Exercise description
Switch every "pin" in the rows below to "marker" and write the rows out again with nothing else changed.

Input records

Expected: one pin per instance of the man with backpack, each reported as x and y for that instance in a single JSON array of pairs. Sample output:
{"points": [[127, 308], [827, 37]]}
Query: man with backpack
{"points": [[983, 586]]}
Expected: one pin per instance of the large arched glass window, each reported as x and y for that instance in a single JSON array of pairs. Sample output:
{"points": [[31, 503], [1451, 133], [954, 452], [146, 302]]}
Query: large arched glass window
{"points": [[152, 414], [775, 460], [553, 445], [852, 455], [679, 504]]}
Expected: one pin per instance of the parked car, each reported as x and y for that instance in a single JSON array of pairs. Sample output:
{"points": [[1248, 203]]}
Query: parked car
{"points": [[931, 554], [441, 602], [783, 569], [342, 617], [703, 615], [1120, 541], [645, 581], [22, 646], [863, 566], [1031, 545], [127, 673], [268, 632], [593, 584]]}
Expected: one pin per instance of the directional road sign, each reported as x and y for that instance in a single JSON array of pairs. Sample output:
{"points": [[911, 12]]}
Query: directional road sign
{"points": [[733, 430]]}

Answer to this task
Expected: one marker per instance of the man with backpack, each reported as x and y for that instance in a single JSON array of pairs. Sample output:
{"points": [[127, 308], [827, 37]]}
Query: man with backpack
{"points": [[983, 586]]}
Expected: one marker per instance of the large arched glass window, each reported as x and y for that instance in a single JSON array of pairs. Sample output:
{"points": [[31, 503], [1451, 133], [954, 452], [146, 302]]}
Query: large arched glass window
{"points": [[152, 414], [775, 460], [553, 445], [852, 455], [679, 504]]}
Expected: one marker per instance of the parked car, each reported as x and y for that instance in a single JSON array of pairs. Sample output:
{"points": [[1248, 203]]}
Query: parked car
{"points": [[931, 554], [441, 602], [783, 569], [342, 617], [703, 615], [1120, 541], [645, 581], [22, 646], [863, 566], [1031, 545], [127, 673], [268, 632], [593, 584]]}
Expected: one marker per instance of the directional road sign, each reported as x and y for that instance in a single JSON array of pairs. Sample output:
{"points": [[911, 12]]}
Query: directional road sign
{"points": [[733, 430]]}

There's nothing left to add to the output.